┌──

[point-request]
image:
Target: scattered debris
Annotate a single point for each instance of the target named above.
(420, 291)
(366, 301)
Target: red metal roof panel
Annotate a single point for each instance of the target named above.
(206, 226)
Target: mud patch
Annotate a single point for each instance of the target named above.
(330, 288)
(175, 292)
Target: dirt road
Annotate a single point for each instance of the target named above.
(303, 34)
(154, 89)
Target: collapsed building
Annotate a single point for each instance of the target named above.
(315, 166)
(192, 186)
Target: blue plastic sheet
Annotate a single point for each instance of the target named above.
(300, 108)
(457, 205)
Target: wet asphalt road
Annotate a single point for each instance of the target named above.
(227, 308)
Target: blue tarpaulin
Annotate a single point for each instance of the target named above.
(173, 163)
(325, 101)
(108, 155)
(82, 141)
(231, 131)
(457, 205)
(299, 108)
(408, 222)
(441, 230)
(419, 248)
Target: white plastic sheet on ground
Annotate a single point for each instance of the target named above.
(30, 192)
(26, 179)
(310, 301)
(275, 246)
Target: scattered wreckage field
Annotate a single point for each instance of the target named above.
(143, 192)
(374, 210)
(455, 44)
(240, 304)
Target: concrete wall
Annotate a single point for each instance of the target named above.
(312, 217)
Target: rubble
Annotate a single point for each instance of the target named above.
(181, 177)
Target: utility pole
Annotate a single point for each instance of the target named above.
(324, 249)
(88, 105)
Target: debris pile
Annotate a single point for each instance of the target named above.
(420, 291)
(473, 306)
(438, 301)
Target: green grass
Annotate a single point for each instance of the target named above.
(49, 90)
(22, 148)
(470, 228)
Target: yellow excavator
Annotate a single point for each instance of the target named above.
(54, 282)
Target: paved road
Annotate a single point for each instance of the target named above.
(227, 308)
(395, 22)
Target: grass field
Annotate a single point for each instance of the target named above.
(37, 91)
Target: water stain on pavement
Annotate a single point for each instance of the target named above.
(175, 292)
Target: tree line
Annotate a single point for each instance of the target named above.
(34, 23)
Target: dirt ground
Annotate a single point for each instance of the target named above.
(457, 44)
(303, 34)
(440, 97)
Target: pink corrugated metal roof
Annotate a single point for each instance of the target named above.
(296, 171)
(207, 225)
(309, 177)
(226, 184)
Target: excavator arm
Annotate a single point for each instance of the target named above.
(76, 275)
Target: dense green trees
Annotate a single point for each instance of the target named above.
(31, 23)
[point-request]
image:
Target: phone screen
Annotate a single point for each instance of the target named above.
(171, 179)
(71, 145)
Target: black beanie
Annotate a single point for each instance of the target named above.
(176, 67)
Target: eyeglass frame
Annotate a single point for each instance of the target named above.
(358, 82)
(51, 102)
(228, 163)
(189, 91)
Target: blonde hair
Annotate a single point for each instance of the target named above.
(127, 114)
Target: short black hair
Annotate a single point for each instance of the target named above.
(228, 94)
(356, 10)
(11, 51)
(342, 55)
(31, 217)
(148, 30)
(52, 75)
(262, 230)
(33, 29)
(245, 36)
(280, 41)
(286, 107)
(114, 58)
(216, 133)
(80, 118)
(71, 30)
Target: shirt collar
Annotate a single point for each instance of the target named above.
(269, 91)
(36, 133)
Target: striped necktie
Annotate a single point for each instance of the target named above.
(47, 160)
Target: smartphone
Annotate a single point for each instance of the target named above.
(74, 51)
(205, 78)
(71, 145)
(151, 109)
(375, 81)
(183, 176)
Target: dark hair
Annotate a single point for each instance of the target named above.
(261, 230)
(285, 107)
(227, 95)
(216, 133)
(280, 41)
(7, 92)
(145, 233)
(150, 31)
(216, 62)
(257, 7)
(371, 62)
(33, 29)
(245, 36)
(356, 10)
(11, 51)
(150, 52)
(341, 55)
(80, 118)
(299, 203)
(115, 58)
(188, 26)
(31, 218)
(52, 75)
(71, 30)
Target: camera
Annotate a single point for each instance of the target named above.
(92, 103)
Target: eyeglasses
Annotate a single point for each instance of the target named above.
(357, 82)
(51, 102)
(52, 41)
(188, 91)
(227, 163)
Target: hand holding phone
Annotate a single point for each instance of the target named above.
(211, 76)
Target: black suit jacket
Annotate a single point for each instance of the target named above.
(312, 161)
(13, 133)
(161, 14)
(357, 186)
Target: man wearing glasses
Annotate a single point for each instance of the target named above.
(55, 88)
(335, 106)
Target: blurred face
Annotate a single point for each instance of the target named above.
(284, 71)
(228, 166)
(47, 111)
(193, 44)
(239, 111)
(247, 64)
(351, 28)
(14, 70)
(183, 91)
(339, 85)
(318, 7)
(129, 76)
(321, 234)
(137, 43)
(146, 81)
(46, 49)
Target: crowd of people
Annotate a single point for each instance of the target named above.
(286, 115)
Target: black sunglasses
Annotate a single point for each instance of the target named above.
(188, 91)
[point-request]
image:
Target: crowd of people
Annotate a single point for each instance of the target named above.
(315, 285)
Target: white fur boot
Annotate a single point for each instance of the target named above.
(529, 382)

└──

• [WHAT IS REQUIRED]: Using the entries above, tally every line that holds the word "dirt". Answer with that number only.

• [REPLY]: 2